Exercise requirements: Repeat every record below exactly as it appears.

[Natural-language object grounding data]
-.-.-

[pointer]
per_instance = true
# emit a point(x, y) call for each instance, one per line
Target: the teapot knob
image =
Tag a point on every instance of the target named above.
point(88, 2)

-.-.-

Written response:
[pointer]
per_instance = true
# emit a point(x, y) call for each instance, one per line
Target: the teapot knob
image =
Tag a point on every instance of the target named above.
point(88, 2)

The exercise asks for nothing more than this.